• [PAGE TEXT]
India Office Records: Minutes of the East India Company's Directors and Proprietors

Item

Country

GB

Name of institution (official language of the state)

Language of name of institution

eng

Contact information: postal address

96 Euston Road, London NW1 2DB

Contact information: phone number

0044 (0)1937 546060 (Customer Services)

Contact information: web address

Contact information: email

mss@bl.uk

Reference number

IOR/B

Type of reference number

Archival reference number

Title (official language of the state)

India Office Records: Minutes of the East India Company's Directors and Proprietors

Language of title

eng

Creator / accumulator

East India Company

Date(s)

1599/1858

Language(s)

eng

Extent

275 volumes

Type of material

Textual Material

Scope and content

This section of the India Office Records comprises the minutes of the meetings of the Court of Directors and the General Courts of Proprietors. The minutes of the General Courts of Proprietors are included in the same volumes as the minutes of the Court of Directors up to April 1833 (IOR/B/185), and thereafter in a separate series of General Court Minutes (IOR/B/255-273). Both sets of minutes ended in 1858 when the East India Company’s executive functions were transferred to a Secretary of State for India operating through the newly created India Office. Before October 1807, the Court Minutes also include copies of dissents entered by individual directors against the orders and resolutions passed by the Court as a whole. Later dissents appear in the separate series Appendix to Court Minutes: Dissents (IOR/B/237-246).
For most of the 17th century, the volumes of Court Minutes also contain minutes of committees, i.e. groups of directors appointed to consider and deal with specific aspects of administration. From the 1680s, the minutes of such committees were normally recorded separately from the minutes of the Court (IOR/D General Committees and Offices). From 1695 (IOR/B/41), the Court Minutes have lists of the directors appointed in April or May to serve on committees for the following year.
The Court of Directors recorded its business in a regular pattern, listing letters read or received, notes of action taken, warrants signed for payment, reports and recommendations submitted by the committees, and drafts of letters to be sent out after approval.
Considering the major role played by Jewish merchants in the Indian diamond trade, this section, as well as others of the India Office, contain relevant information on Sephardic trading networks. For instance, IOR/B/39 and the following volumes contain numerous references to the Portuguese Jewish merchant Joseph Salvador (see Woolf, 1962). Abraham and Jacob Franco, Alphonso Rodrigues and Francisco Pereira from London, Rodrigo Álvares Pinto from Amsterdam, and Daniel de Castro, agent in Madras, are other examples of Sephardic merchants whose trading activities are reported in the minutes of the Court of Directors' meetings. See Gedalia Yogev (1978) for references to documents from this section.

Archival history

In 1858, control of British India passed from the East India Company to the Crown and a new department of state, the India Office, was created. The department inherited a great number of archives. These were the records of the East India Company (1600-1858) and of the government body set up to control the Company’s civil and military administration, the Board of Control (1784-1858).

• [DIRECTIVES]
• A. How many volumes make up the collection in the East India Company minutes description?
• B. Continue the East India Company minutes description from the end of its archival history section.

• [RECORD SET]

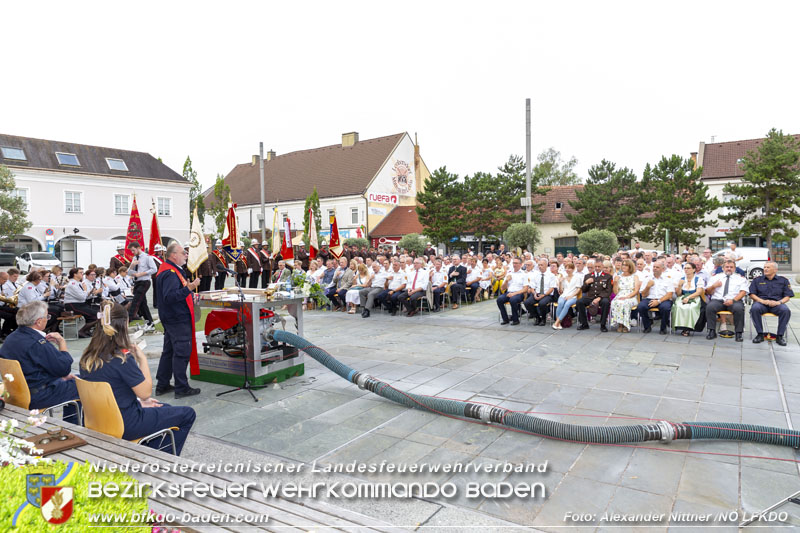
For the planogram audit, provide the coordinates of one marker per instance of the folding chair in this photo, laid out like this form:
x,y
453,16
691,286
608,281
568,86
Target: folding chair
x,y
19,394
101,413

• [ANSWERS PER TASK]
• A. 275 volumes

• B.
Staff at the India Office quickly undertook a review of the records and threw a number of them away, particularly those relating to the Company’s commercial activities. The records which remained were moved in 1867 into the new India Office building in Whitehall.
From the 1880s to the 1920s, record keepers at the India Office made a sustained effort to organise and list their historical collections.
Following Indian Independence in 1947, the India Office was dissolved, and its records passed under the control of the Commonwealth Relations Office, later to become the Foreign and Commonwealth Office. Over the 1960s, archivists worked to open up the collections for researchers. The current alpha-numerical classification scheme dates from this time. The 1960s also saw additional deposits of records from various overseas agencies which had once been connected to the India Office.
In 1982, the management of the India Office Records was transferred from the Foreign and Commonwealth Office to the British Library. The Foreign, Commonwealth and Development Office remains ultimately responsible for the collections; the records also form part of the public records of the United Kingdom.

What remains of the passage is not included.